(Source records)
━━━━━━━━━━
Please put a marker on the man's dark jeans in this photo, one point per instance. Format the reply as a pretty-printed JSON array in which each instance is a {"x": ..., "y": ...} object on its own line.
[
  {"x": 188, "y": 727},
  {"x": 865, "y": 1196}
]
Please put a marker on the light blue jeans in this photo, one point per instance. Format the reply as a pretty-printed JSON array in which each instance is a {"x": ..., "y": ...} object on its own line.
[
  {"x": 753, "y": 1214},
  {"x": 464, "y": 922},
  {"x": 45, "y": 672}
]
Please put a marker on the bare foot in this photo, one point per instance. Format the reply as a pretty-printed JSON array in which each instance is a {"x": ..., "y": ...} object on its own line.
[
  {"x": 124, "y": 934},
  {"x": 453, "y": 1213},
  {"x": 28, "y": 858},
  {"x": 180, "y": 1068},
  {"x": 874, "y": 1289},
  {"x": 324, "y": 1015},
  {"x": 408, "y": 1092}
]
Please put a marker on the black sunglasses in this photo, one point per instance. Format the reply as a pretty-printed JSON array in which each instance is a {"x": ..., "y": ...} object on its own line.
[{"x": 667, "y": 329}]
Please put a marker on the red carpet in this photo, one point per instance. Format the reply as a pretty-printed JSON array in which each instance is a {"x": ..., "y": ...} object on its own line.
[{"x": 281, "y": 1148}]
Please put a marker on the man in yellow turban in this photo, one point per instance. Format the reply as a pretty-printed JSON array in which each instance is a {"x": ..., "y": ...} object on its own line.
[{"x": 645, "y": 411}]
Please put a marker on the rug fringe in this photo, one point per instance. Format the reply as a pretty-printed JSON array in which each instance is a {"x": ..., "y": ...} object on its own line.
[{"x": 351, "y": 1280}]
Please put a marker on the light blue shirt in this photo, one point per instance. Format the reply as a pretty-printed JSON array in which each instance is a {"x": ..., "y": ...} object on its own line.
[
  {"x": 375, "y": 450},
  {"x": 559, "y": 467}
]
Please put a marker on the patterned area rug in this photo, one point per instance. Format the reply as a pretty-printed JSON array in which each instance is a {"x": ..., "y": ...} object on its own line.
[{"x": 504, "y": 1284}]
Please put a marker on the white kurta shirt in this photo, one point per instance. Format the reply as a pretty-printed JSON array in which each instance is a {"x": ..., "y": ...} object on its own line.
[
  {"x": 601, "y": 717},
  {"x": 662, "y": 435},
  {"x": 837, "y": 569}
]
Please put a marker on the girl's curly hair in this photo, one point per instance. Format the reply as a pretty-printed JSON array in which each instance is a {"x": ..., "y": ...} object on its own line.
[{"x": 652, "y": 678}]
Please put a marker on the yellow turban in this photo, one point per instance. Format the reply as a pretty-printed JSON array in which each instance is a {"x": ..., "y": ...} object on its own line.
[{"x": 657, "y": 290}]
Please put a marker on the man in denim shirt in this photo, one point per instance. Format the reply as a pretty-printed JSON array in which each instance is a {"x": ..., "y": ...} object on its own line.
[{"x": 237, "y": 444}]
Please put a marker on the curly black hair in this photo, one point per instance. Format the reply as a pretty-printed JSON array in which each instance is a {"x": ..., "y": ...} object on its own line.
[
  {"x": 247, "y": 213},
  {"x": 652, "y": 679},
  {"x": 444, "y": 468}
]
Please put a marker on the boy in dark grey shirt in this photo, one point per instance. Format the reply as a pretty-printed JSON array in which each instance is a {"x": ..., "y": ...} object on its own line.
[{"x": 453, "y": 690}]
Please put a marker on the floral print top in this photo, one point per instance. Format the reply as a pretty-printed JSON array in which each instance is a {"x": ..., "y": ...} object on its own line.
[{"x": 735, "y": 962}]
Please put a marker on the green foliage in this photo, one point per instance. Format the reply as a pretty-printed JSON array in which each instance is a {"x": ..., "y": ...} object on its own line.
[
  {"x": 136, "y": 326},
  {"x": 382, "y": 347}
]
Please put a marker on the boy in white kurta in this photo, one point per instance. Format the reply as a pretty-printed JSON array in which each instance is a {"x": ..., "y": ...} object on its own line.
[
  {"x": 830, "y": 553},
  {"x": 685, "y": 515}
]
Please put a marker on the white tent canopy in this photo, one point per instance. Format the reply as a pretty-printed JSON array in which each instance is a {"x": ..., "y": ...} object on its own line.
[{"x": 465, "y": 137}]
━━━━━━━━━━
Task prompt: Give the data back exactly as it stands.

Written solution:
Please put a marker on the man's dark jeans in this photo, one point per instance. Format the reply as a pretty-printed JSON array in which each instance is a {"x": ..., "y": ...} object on its own line.
[
  {"x": 188, "y": 727},
  {"x": 865, "y": 1196}
]
Please put a marker on the light blue jeans in this photo, one point per instance. Format the reply as a pretty-printed JSON array in which each instance is a {"x": ..., "y": ...} object on its own line.
[
  {"x": 753, "y": 1214},
  {"x": 464, "y": 922},
  {"x": 45, "y": 672}
]
Please put a marker on the bare foot in this photo, one point per instance. Format the reply as a pretty-printed JSON array in which each instance is a {"x": ..., "y": ...} object on its own line.
[
  {"x": 124, "y": 934},
  {"x": 453, "y": 1213},
  {"x": 28, "y": 858},
  {"x": 180, "y": 1068},
  {"x": 874, "y": 1289},
  {"x": 324, "y": 1015},
  {"x": 408, "y": 1092}
]
Please put a marker on the black sunglasses in this photo, one point per instance. Format the reply as a pretty-printed JSON array in which each instance is a {"x": ..., "y": ...} object on its own line.
[{"x": 667, "y": 329}]
Please put a marker on the red carpet in this photo, one point per instance. Format the reply as a pretty-printed JSON array in which each instance is a {"x": ..., "y": ...} object on its own line.
[{"x": 281, "y": 1148}]
Please put a marker on the man in yellow turban in this photo, one point per instance. Format the reply as a pretty-printed JSON array in which each instance is a {"x": ..., "y": ...} object on its own line.
[{"x": 645, "y": 411}]
Please put a marker on the rug fringe in this photo, one point per instance. Format the reply as a pretty-printed JSON array in which each instance is a {"x": ..., "y": ...} object on its own line.
[{"x": 351, "y": 1280}]
Please put a marker on the light blue shirt in this photo, one point per instance. Format the reply as a pretty-printed JSON array in which each instance is a {"x": ..., "y": ...} object on its own line.
[
  {"x": 375, "y": 450},
  {"x": 559, "y": 467}
]
Please put a marker on the patterned area rug in this photo, one point per instance. Format the reply as a pretty-printed JSON array in which each instance is a {"x": ..., "y": ...} object on its own line.
[{"x": 504, "y": 1284}]
Please put a marker on the white kurta shirt in this photo, one point per instance. Format the reply as a pretty-printed JSON array in which each instance is a {"x": ..., "y": ...} object on its own line.
[
  {"x": 601, "y": 717},
  {"x": 662, "y": 435},
  {"x": 837, "y": 569}
]
Please put a marker on the girl's curly hair in this photo, one point per instance. Format the reply as a pretty-printed JSON array in which each instance is a {"x": ..., "y": ...} object on its own line.
[{"x": 652, "y": 678}]
Please put a marker on the yellow turban in this photo, one point per instance. Format the reply as a pretty-printed JSON array in which each instance is a {"x": ..., "y": ...} object on its own line.
[{"x": 657, "y": 290}]
Please put a marker on the man in denim shirt in this photo, one point per instance. Format the reply as a pretty-printed JSON array in which each instance is a {"x": ..., "y": ...} object on its own line.
[{"x": 237, "y": 444}]
Please put a marker on the curly black hair in this photo, one point per instance. Format the reply as a pretty-printed JSON array in which each instance is a {"x": ..., "y": ...} object on its own line.
[
  {"x": 247, "y": 213},
  {"x": 652, "y": 679},
  {"x": 444, "y": 468}
]
Please put a marker on the boy in dark grey shirt in this photo, one point per instance. Format the reply as a pretty-printed JSON array in which each instance is a {"x": ..., "y": ...} object on its own line.
[{"x": 453, "y": 690}]
Please put a marker on the floral print top in this photo, one point per instance. Format the reply as a pretty-printed JSON array in which each instance is a {"x": ..., "y": ...} object on its own line.
[{"x": 735, "y": 962}]
Please put a marker on the green foliage in this photo, one point per instance. Format the reply as a pretty-printed JSON array in which each instance is a {"x": ..., "y": ...} object on its own line.
[
  {"x": 136, "y": 326},
  {"x": 382, "y": 347}
]
Please put a marker on the boy in white kurta in this photo, one point per instance. Format the reply as a pretty-printed JSON array in which each instance is a {"x": ..., "y": ...} object on its own line.
[
  {"x": 830, "y": 553},
  {"x": 685, "y": 515}
]
Please put a marker on the white tent canopy in this photo, one point per instance. Format the reply as a pretty-printed JSON array in which each instance is a {"x": ..., "y": ...} object on its own line.
[{"x": 465, "y": 137}]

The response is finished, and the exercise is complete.